* Begin Source data *

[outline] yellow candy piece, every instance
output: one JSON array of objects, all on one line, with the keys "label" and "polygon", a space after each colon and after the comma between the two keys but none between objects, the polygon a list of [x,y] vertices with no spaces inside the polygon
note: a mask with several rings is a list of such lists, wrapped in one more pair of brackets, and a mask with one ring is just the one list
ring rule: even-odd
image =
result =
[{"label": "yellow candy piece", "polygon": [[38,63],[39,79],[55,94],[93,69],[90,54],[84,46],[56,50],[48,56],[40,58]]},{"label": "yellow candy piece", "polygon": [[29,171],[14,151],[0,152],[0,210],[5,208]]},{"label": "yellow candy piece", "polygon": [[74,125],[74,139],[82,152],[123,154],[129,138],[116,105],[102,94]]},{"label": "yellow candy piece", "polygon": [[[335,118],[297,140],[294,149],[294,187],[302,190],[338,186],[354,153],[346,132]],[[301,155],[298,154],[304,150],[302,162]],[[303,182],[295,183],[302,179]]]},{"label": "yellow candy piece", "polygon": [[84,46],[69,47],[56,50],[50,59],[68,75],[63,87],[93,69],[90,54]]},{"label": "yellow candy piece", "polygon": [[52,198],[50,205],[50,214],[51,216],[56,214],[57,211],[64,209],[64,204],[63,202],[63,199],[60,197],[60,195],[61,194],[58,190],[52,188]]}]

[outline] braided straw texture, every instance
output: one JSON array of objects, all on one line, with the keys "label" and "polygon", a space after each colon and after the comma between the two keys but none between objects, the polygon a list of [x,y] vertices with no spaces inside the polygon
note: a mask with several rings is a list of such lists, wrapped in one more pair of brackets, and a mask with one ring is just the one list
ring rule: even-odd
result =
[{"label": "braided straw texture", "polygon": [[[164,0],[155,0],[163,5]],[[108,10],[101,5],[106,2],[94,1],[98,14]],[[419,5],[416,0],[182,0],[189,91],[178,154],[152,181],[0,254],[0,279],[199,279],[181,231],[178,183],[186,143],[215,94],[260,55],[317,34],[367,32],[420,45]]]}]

* End Source data *

Job
Could you recast every line of the rows above as a Markdown table with the columns "No." and "Line", leaving out the blank lines?

Output below
| No. | Line |
|---|---|
| 1 | [outline] yellow candy piece, every instance |
| 2 | output: one JSON array of objects, all on one line, with the keys "label" and "polygon", a space after each colon and after the comma between the two keys but none between objects, the polygon a list of [x,y] vertices with no spaces inside the polygon |
| 3 | note: a mask with several rings is a list of such lists, wrapped in one more pair of brackets, and a mask with one ring is just the one list |
| 4 | ring rule: even-odd |
| 5 | image = |
| 6 | result = |
| 7 | [{"label": "yellow candy piece", "polygon": [[38,63],[39,79],[55,94],[93,69],[90,54],[84,46],[56,50],[48,56],[40,58]]},{"label": "yellow candy piece", "polygon": [[29,171],[14,151],[0,152],[0,210],[5,208]]},{"label": "yellow candy piece", "polygon": [[74,125],[74,139],[82,152],[123,154],[129,138],[116,105],[102,94]]},{"label": "yellow candy piece", "polygon": [[[335,118],[297,140],[294,149],[294,187],[302,190],[338,186],[354,153],[346,132]],[[301,155],[298,154],[304,150],[302,162]],[[303,182],[295,183],[302,179]]]},{"label": "yellow candy piece", "polygon": [[84,46],[69,47],[56,50],[50,59],[68,75],[63,87],[93,69],[90,54]]},{"label": "yellow candy piece", "polygon": [[52,198],[50,205],[50,214],[51,216],[56,214],[57,211],[64,209],[64,204],[63,202],[63,199],[60,197],[60,195],[61,194],[58,190],[52,188]]}] |
| 8 | [outline] braided straw texture, every instance |
| 9 | output: one JSON array of objects, all on one line, with the keys "label" and "polygon", a space after each colon and after the comma between the two keys but none between objects, the polygon a list of [x,y] vertices with no spaces inside the polygon |
| 10 | note: a mask with several rings is a list of such lists, wrapped in one more pair of brackets, and a mask with one ring is just the one list |
| 11 | ring rule: even-odd |
| 12 | result = |
| 13 | [{"label": "braided straw texture", "polygon": [[[164,0],[155,0],[163,5]],[[108,10],[101,5],[106,2],[94,1],[98,14]],[[419,5],[416,0],[182,0],[189,91],[178,154],[152,181],[0,254],[0,279],[199,279],[181,231],[178,183],[186,143],[215,94],[260,55],[317,34],[367,32],[420,45]]]}] |